◆ TEXTO PARA ANÁLISIS ◆

========================================

POR GIOCONDA BELLI
Cuando se ha vivido una vida como la que escogí, resulta sumamente difícil dejar la patria. Y no me refiero a la distancia; me refiero al terreno que ésta ocupa en el propio cuerpo, la manera en que vive tanto en nuestros sueños, como en nuestras pesadillas, la imposibilidad de separarse de ella y no andarla colgando del cuello como un cencerro que suena con cada gesto y cada movimiento que hacemos.
A menudo me siento vacía de otra cosa que no sea ese ímpetu feroz por hacer algo que pueda salvarla, hacer la diferencia. Sé que ya es poco lo que me queda por aportar a mi país en la esfera práctica. Hay días en que quisiera olvidarlo. Como escribí hace unos años en un poema a Nicaragua: «Tantas veces he querido olvidarte/como si fueras un amante cruel de esos que le cierran a uno la puerta en las narices/ pero nada de lo que hago lo consigue».
En esta España donde he podido sentirme, no sólo a salvo, sino acogida con gran cariño, pienso cuán admirable es haber logrado transitar, de años de dictadura, a una democracia como la que aquí existe. Ciertamente que no es tarea fácil mantener el equilibrio, menos en estos tiempos convulsos y desconcertantes, pero uno va por las calles, lee el periódico o viaja en autobús, y ve una ciudad y una comunidad que funciona y que debate, a veces ferozmente, los entuertos de una sociedad vital y compleja.
Leyendo hace poco ese gran libro de Martín Caparrós: Ñamerica, donde él abjura de los nacionalismos, igual que, teóricamente, lo hago yo, me preguntaba si será posible. algún día romper limpiamente con esas fidelidades. La idea de ser «ciudadano del mundo» un concepto quizás trillado, pero que encierra no poca sabiduría, es una utopía humanista digna quizás de perseguir. ¿Será acaso, como suelen serlo, una pompa de jabón bella e iridiscente que apenas puede mantenerse en el aire segundos antes de desaparecer?

========================================

◆ DATOS EXTRAÍDOS ◆
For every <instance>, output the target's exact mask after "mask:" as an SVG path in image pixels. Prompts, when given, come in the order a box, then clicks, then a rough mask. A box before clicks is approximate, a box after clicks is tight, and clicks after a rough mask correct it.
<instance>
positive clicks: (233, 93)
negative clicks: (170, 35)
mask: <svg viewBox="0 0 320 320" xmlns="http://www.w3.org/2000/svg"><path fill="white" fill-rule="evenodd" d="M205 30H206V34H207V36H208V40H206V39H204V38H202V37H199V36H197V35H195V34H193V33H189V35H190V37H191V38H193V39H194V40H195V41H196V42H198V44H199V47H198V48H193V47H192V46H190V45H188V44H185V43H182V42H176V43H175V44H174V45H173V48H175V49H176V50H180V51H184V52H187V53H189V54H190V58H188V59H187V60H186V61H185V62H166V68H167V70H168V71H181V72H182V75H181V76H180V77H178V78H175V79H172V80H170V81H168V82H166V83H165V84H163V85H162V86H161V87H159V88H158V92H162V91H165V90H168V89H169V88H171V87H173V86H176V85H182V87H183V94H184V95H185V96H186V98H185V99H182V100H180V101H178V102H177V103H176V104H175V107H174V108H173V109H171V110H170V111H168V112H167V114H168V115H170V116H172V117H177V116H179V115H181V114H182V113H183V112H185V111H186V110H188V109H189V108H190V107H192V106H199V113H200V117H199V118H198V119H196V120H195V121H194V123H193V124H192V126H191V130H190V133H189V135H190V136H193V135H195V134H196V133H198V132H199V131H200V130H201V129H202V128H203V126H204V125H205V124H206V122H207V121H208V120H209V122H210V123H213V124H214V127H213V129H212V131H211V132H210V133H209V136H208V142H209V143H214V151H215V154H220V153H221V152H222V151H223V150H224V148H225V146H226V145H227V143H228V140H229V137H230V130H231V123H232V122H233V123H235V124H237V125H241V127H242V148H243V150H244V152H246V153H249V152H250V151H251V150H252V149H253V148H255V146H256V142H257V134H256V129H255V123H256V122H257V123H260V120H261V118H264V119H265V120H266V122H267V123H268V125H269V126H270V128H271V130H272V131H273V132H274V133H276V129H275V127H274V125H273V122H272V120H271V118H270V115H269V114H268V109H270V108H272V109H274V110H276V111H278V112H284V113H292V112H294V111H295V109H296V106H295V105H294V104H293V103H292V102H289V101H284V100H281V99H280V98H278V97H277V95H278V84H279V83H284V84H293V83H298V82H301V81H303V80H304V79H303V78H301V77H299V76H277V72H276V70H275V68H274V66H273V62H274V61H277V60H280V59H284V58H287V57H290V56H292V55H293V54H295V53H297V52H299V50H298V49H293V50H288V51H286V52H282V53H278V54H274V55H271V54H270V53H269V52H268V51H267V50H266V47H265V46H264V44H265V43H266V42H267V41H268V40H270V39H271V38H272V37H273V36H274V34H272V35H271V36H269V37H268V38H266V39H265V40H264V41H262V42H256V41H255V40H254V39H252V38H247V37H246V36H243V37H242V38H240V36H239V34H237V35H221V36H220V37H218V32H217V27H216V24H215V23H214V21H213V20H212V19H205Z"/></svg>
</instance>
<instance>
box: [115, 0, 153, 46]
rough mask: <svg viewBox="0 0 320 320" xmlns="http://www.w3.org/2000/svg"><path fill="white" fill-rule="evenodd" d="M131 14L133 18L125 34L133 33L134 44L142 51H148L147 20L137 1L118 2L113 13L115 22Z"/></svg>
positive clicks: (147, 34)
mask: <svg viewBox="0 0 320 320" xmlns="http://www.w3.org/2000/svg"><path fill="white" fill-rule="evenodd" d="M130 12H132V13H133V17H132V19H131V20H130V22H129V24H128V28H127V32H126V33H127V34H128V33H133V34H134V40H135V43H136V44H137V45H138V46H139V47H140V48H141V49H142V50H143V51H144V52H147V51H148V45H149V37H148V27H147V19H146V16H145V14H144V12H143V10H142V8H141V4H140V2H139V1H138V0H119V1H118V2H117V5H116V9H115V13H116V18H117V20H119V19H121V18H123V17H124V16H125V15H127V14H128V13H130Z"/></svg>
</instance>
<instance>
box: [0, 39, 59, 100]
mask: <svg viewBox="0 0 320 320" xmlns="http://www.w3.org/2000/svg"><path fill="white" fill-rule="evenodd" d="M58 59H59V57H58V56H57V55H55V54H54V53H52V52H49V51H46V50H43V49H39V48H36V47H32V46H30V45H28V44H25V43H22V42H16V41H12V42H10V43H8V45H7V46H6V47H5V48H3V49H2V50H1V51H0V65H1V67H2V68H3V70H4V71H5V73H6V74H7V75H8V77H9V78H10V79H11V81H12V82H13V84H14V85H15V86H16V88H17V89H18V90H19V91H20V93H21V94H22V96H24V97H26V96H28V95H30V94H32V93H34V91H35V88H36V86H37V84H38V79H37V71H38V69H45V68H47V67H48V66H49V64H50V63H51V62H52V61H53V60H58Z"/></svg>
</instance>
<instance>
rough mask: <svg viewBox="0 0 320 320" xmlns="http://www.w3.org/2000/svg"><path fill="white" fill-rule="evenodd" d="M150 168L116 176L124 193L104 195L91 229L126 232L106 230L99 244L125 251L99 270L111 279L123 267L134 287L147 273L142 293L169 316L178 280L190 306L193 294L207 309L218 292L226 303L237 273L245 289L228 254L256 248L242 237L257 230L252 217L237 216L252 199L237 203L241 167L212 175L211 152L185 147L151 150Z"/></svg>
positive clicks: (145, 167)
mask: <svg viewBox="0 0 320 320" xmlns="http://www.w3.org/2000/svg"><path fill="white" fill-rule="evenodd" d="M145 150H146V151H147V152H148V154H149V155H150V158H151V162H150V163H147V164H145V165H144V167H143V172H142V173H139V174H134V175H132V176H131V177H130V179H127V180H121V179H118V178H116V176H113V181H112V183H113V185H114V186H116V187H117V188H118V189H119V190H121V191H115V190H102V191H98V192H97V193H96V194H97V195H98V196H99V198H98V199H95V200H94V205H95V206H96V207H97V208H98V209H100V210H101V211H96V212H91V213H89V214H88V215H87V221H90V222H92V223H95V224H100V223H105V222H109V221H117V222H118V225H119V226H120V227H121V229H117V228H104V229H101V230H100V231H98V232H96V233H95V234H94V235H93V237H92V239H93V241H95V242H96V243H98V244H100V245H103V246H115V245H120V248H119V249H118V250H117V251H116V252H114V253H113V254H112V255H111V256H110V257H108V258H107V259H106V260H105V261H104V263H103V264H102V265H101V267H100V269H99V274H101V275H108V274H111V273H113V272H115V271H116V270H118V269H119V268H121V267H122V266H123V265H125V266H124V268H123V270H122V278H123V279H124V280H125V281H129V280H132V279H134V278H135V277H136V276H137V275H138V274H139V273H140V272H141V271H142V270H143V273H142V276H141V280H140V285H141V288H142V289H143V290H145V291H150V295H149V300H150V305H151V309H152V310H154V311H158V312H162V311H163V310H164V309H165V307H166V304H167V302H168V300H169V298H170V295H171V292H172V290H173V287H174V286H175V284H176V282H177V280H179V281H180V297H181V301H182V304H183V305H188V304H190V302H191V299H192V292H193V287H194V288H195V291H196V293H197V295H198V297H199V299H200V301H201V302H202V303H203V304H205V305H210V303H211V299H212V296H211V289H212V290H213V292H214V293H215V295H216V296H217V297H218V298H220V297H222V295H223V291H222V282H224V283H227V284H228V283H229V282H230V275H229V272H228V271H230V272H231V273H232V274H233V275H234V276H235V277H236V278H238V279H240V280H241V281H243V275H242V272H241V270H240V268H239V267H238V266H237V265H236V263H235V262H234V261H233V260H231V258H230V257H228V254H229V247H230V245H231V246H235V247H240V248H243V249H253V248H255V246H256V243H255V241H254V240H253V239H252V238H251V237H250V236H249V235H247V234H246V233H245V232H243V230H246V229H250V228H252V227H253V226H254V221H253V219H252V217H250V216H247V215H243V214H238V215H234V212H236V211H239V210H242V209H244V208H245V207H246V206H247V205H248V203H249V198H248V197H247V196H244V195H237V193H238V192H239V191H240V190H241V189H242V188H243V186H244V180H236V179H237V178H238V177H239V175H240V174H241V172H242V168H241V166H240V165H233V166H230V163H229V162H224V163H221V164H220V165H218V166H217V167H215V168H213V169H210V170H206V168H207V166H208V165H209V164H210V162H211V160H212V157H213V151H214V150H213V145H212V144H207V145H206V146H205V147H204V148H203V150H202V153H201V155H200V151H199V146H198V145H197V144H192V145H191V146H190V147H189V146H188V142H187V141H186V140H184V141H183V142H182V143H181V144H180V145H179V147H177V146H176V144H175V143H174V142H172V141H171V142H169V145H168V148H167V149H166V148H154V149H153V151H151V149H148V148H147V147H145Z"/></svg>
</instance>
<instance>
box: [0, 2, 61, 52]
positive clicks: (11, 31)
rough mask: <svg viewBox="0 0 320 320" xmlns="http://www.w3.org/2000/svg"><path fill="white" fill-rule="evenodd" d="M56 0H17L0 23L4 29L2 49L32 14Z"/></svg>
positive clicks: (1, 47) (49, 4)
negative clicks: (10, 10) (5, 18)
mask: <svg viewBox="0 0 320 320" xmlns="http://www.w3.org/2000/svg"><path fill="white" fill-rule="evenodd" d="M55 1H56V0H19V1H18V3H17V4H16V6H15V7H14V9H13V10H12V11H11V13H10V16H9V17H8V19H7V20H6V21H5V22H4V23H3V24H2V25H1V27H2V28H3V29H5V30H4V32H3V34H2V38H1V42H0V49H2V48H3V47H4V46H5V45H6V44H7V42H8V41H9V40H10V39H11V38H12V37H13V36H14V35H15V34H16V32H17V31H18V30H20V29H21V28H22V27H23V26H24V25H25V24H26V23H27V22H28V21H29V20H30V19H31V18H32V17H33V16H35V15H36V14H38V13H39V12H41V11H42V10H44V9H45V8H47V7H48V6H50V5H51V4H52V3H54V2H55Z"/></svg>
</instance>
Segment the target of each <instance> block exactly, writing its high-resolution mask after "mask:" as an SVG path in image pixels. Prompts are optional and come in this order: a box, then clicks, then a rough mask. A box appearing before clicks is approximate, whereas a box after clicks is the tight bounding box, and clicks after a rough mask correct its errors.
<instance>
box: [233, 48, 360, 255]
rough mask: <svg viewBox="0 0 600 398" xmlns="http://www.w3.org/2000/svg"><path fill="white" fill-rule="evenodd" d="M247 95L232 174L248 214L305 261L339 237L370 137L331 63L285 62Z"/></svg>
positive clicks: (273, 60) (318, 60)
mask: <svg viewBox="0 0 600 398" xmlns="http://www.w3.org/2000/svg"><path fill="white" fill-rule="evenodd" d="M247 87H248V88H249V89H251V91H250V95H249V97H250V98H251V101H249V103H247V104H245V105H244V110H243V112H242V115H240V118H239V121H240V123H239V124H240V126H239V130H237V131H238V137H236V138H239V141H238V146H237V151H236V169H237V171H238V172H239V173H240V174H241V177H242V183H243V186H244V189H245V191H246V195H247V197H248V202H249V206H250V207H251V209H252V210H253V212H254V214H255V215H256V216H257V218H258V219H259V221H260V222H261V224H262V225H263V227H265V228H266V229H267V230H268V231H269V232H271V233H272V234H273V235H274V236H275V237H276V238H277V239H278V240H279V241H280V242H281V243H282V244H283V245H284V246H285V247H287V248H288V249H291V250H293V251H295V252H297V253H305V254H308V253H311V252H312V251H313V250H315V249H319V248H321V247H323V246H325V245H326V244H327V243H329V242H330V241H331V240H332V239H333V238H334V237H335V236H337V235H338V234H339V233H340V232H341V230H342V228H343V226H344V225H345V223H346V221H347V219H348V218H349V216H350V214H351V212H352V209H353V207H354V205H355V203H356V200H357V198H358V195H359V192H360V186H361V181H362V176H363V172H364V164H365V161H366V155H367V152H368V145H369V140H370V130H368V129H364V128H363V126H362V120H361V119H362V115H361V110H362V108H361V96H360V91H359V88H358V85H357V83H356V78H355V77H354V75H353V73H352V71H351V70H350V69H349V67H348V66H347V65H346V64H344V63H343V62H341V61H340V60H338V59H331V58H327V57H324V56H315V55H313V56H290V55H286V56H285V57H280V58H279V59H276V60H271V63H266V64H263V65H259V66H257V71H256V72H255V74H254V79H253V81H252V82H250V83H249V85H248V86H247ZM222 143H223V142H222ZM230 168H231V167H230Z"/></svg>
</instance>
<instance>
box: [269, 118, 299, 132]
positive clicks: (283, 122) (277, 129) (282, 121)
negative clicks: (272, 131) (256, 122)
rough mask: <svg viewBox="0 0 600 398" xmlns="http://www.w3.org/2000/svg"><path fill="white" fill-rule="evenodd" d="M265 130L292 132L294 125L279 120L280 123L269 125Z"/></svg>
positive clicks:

========================================

◆ EL PROBLEMA ◆
Según el texto para análisis, ¿cómo se titula el libro de Martín Caparrós que se menciona?

◆ RESPUESTA ◆
Ñamerica.